Image point grounding data
=-=-=

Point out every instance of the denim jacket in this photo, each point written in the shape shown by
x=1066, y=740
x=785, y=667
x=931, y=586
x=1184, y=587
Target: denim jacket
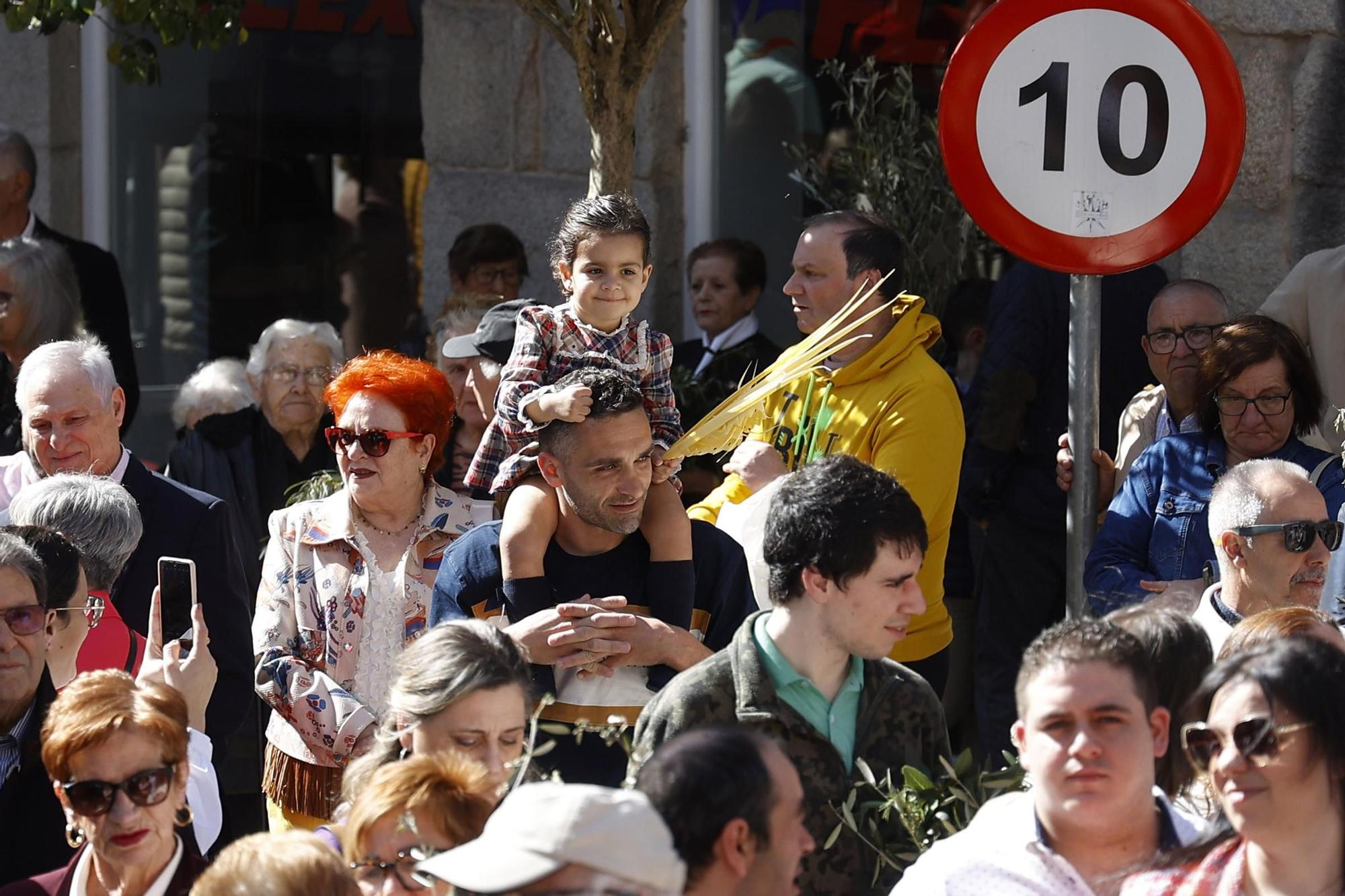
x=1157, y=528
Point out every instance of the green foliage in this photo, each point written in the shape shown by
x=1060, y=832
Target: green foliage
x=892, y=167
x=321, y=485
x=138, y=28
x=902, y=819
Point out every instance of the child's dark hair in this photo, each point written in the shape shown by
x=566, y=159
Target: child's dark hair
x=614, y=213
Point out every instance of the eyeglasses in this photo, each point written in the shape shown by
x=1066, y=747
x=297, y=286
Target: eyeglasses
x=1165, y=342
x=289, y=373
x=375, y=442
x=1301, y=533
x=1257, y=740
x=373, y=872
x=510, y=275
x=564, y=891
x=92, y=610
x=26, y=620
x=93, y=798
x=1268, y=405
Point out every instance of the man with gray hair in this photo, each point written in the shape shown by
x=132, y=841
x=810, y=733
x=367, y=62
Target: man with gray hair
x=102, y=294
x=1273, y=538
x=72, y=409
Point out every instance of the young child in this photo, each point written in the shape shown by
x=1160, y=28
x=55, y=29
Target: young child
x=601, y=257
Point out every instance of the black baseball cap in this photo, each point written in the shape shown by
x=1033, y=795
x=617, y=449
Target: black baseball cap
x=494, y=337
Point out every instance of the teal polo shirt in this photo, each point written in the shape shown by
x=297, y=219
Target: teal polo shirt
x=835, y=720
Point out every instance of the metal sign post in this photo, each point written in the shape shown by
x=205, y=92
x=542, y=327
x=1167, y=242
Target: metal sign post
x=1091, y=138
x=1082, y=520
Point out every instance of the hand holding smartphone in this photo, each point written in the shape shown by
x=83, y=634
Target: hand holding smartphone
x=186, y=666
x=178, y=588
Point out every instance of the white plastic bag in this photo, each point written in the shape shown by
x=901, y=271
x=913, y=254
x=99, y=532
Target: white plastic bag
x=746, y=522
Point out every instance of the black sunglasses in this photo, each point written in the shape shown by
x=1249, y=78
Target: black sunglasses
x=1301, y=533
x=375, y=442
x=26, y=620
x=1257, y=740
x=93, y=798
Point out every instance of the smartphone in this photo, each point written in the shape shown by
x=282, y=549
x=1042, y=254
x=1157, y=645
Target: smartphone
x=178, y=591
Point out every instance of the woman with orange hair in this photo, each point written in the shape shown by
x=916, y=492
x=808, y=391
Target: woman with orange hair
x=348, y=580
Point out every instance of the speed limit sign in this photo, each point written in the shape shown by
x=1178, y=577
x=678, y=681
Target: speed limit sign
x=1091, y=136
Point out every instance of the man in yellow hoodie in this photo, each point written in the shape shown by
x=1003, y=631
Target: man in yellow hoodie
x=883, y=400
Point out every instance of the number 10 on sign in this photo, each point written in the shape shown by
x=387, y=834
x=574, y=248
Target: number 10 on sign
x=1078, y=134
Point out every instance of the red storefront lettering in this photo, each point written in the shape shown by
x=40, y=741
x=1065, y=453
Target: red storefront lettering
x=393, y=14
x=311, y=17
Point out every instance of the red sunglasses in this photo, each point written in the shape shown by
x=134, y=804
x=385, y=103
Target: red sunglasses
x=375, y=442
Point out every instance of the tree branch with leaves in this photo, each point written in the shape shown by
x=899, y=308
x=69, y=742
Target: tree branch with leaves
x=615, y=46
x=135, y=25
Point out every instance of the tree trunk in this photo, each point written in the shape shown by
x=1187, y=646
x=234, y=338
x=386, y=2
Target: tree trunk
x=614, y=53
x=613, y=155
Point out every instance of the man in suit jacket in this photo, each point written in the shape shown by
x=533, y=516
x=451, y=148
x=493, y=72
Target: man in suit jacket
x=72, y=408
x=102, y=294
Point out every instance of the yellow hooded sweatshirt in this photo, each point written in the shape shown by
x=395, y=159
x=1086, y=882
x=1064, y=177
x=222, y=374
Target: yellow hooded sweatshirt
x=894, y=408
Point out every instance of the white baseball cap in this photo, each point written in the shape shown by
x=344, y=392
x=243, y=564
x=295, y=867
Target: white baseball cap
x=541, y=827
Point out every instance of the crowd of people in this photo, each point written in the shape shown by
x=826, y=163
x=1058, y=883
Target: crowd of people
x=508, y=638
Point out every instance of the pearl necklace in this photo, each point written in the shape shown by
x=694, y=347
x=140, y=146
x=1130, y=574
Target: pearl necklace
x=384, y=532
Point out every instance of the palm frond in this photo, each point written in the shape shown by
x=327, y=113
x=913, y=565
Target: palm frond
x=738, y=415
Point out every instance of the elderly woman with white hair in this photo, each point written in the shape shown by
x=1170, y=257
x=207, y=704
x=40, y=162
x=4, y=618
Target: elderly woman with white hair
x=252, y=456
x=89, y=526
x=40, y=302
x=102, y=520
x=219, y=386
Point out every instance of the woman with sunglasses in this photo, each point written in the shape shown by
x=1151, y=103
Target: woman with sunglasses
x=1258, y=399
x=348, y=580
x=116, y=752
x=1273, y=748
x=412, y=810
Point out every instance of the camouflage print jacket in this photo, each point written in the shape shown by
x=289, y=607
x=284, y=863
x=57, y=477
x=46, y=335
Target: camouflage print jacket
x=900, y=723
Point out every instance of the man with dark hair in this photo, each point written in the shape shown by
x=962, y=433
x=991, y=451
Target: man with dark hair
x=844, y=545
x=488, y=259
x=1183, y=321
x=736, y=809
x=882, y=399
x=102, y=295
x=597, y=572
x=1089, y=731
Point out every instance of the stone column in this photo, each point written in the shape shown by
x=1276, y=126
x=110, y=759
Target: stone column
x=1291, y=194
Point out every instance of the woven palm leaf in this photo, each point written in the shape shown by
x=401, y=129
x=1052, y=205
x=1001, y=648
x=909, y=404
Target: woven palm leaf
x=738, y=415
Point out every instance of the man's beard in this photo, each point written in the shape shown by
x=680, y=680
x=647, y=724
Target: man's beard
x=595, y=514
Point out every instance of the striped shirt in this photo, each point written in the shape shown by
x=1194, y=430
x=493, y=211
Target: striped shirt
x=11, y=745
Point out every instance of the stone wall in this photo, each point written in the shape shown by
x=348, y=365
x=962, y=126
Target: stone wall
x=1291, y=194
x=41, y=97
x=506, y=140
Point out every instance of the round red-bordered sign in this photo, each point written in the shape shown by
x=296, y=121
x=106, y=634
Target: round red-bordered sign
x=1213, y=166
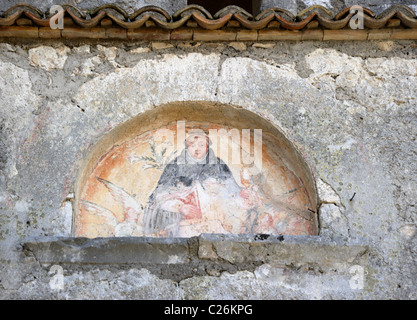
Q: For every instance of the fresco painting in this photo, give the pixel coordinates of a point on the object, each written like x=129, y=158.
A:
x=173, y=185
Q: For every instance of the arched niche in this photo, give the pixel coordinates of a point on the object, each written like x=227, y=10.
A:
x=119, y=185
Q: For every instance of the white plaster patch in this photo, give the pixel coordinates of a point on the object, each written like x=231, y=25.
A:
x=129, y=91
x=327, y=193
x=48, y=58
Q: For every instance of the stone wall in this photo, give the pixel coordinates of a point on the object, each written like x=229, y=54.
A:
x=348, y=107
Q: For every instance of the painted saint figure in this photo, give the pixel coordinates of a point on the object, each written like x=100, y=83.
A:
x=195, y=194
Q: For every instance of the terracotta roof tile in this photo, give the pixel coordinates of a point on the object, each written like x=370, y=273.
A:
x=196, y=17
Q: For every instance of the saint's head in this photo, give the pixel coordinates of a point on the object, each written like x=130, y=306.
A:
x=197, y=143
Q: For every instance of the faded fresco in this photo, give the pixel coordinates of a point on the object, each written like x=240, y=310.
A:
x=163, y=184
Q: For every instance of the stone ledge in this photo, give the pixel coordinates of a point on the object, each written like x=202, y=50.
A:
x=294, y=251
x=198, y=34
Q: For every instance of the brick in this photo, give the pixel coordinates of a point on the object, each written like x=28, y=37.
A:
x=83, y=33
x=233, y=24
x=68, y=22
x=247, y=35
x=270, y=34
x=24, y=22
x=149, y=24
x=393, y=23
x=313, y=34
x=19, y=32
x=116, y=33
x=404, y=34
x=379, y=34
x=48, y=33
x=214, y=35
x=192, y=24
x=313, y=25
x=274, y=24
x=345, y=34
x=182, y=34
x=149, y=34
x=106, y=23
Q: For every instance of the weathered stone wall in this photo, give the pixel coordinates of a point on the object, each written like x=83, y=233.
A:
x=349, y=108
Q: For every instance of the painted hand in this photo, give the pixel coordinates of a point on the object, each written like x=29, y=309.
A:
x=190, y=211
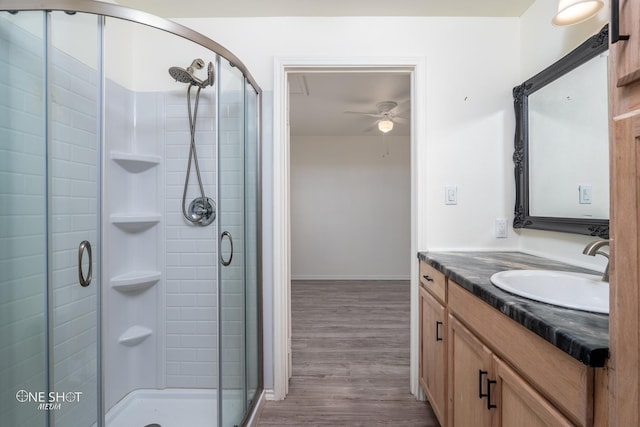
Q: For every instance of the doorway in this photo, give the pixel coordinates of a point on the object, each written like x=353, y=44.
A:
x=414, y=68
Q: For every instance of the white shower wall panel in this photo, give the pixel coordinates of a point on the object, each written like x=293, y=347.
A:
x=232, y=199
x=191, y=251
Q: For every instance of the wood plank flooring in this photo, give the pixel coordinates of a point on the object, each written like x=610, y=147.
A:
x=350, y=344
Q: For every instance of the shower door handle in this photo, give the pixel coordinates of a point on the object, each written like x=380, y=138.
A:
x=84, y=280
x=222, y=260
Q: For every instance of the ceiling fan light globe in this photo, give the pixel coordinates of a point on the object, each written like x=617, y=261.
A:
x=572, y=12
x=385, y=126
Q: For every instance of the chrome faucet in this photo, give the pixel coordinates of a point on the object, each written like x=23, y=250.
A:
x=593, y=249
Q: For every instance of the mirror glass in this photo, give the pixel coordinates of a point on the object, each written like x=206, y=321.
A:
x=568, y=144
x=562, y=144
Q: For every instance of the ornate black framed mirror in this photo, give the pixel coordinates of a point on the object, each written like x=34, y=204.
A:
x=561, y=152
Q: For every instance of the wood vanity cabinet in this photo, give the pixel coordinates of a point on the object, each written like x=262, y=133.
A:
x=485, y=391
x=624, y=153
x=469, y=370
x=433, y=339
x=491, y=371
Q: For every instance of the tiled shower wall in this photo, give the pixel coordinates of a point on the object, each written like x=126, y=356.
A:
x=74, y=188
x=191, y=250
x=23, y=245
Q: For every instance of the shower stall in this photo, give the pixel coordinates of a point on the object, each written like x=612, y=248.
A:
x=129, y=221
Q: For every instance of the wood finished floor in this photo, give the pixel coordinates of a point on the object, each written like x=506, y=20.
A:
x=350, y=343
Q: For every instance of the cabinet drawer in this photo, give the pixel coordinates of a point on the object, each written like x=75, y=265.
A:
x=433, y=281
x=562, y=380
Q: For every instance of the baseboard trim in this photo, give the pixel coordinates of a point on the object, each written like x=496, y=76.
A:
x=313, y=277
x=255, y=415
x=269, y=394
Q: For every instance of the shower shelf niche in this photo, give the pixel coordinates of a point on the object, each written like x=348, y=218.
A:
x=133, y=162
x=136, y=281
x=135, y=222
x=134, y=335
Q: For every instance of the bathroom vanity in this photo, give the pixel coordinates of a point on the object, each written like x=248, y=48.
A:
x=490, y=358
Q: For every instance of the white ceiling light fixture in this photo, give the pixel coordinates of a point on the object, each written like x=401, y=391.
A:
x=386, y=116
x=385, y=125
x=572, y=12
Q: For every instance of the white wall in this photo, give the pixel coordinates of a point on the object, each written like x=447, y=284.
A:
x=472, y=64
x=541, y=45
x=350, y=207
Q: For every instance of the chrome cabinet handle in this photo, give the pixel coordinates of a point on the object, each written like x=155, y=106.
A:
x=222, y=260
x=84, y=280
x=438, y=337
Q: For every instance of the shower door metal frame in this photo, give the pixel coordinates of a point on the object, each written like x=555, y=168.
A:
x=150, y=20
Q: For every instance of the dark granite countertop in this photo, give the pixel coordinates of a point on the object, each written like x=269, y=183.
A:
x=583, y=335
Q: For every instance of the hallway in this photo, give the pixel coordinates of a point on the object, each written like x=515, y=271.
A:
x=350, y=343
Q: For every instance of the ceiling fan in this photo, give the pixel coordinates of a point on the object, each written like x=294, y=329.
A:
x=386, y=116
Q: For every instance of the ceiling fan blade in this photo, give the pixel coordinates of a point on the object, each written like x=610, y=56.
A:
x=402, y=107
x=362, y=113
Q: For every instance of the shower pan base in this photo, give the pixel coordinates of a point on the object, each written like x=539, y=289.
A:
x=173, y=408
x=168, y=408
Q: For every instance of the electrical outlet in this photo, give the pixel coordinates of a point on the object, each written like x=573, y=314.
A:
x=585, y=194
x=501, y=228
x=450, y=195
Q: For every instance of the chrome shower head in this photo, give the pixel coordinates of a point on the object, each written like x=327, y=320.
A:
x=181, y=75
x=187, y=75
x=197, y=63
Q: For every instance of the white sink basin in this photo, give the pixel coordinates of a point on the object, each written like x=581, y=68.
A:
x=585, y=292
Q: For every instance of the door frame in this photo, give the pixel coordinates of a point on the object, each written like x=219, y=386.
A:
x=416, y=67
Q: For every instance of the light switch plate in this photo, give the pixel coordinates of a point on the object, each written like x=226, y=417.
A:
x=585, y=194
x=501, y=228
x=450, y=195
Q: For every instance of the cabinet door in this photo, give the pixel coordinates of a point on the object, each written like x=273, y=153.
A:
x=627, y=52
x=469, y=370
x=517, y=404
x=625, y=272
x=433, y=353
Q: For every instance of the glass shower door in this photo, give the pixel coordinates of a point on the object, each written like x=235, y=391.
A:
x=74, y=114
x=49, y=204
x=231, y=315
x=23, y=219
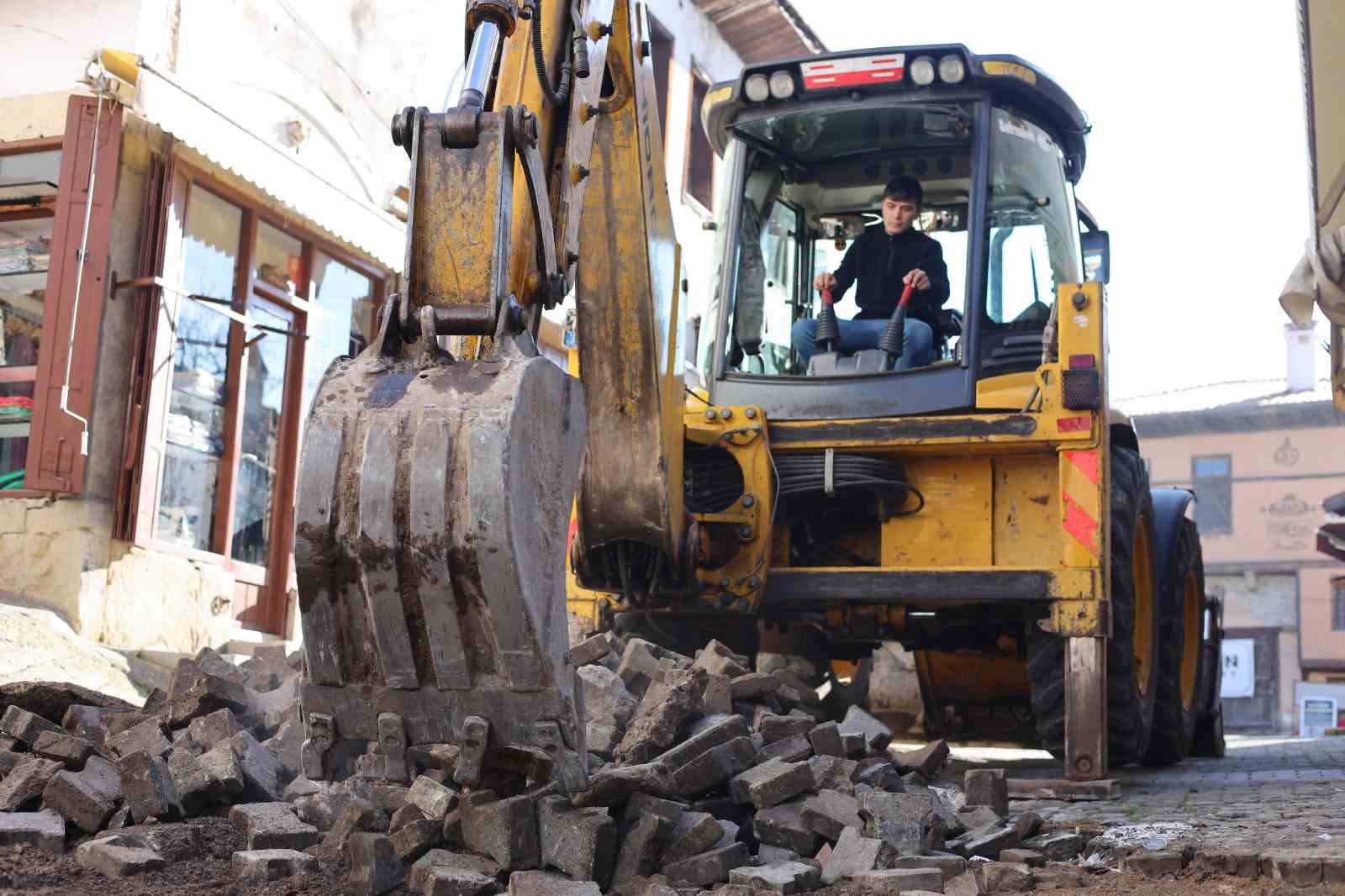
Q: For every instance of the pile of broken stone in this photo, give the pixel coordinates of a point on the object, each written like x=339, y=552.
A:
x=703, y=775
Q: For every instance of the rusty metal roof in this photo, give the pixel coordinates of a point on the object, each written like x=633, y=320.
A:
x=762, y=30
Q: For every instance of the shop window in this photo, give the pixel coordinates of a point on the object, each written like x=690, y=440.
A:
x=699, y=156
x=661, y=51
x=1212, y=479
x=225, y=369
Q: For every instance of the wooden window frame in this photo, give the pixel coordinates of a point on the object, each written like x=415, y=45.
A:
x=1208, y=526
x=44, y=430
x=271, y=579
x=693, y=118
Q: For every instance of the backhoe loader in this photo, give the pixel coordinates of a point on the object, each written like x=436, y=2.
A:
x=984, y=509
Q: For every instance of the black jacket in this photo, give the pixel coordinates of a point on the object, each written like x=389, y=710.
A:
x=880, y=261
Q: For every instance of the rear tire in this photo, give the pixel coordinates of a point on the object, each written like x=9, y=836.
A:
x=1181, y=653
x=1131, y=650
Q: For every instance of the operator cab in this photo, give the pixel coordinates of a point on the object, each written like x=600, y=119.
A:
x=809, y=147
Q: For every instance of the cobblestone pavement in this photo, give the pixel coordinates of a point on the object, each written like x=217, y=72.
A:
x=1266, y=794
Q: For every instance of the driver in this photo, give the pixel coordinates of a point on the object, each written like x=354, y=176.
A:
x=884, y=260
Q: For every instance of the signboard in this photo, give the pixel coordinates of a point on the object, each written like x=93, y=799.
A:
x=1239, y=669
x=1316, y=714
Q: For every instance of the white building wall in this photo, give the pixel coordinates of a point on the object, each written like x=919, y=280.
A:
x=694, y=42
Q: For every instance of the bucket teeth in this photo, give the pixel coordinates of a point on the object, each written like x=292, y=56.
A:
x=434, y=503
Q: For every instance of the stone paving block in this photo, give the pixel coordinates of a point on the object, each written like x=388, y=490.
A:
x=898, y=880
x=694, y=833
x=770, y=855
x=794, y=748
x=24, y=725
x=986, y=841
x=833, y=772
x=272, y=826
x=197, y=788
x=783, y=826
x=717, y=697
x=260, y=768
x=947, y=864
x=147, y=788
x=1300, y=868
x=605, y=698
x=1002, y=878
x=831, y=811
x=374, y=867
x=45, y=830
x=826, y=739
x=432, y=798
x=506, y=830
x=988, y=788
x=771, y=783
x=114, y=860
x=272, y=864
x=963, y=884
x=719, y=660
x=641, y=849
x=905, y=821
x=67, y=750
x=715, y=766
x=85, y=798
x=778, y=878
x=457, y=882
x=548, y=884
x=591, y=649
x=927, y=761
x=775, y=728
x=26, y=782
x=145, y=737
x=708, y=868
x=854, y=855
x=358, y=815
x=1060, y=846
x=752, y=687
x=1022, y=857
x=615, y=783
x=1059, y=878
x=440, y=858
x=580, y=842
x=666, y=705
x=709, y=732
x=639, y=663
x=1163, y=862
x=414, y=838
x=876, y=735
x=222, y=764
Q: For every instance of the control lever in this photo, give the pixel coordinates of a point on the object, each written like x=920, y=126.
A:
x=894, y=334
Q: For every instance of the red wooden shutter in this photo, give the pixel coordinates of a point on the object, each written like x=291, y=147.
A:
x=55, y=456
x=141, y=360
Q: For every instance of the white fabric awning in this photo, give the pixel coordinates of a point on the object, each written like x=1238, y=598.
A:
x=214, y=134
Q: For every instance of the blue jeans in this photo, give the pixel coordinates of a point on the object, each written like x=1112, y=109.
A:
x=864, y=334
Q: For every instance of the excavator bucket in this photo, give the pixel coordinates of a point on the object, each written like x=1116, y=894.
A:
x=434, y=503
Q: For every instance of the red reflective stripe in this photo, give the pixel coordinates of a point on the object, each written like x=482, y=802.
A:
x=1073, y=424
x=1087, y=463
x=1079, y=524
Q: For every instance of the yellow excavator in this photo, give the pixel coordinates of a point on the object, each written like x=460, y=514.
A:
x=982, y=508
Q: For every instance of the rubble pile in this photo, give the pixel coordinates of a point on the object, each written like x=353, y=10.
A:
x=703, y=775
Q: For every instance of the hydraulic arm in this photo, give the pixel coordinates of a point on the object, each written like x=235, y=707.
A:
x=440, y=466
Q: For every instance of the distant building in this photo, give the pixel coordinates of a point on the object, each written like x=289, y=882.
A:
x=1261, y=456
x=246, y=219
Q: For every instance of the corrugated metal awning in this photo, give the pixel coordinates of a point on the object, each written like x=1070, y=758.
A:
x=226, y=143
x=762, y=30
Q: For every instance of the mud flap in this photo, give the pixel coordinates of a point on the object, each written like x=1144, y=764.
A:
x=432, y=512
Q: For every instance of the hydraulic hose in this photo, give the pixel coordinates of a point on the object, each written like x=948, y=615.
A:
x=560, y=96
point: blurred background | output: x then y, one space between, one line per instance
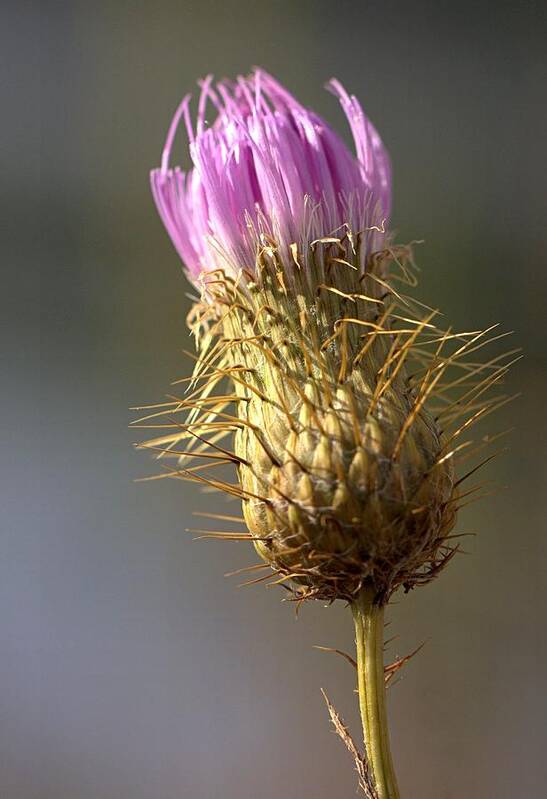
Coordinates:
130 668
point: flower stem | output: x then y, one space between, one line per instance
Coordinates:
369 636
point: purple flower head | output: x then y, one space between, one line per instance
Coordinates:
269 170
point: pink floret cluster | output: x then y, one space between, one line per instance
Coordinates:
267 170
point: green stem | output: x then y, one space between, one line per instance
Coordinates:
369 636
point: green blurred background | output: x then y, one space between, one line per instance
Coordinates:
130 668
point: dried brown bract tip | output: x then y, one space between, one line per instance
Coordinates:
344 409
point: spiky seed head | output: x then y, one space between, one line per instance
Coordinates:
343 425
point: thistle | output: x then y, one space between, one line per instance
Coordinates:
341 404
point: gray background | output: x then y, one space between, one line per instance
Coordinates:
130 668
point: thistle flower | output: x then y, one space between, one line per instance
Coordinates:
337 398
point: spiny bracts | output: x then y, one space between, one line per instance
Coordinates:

=-=-=

▶ [Your task]: Write out every line in the data that holds the string "then".

▶ [Solution to the exercise]:
point: blurred background | output: x then y, one space between, one line per instance
point: flower stem | output: x then y, one space between, one line per instance
point: purple flower head | output: x then y, one space between, one line per instance
point: pink floret cluster | output: x then y, one space between, one line per instance
point: green stem | output: x then y, one space between, one line per instance
point: green blurred background | output: x then y, one space between, one line per instance
point: dried brown bract tip | output: x then y, one space between, one line per instance
point: spiky seed head | output: x then y, one space between, one line per instance
point: thistle | output: x then y, one space between, one line per instance
point: gray background | output: x then y, one space between, one line per instance
point: thistle flower | output: x then y, one space between, one line per instance
point: spiny bracts | output: x then y, one space between, one line per instance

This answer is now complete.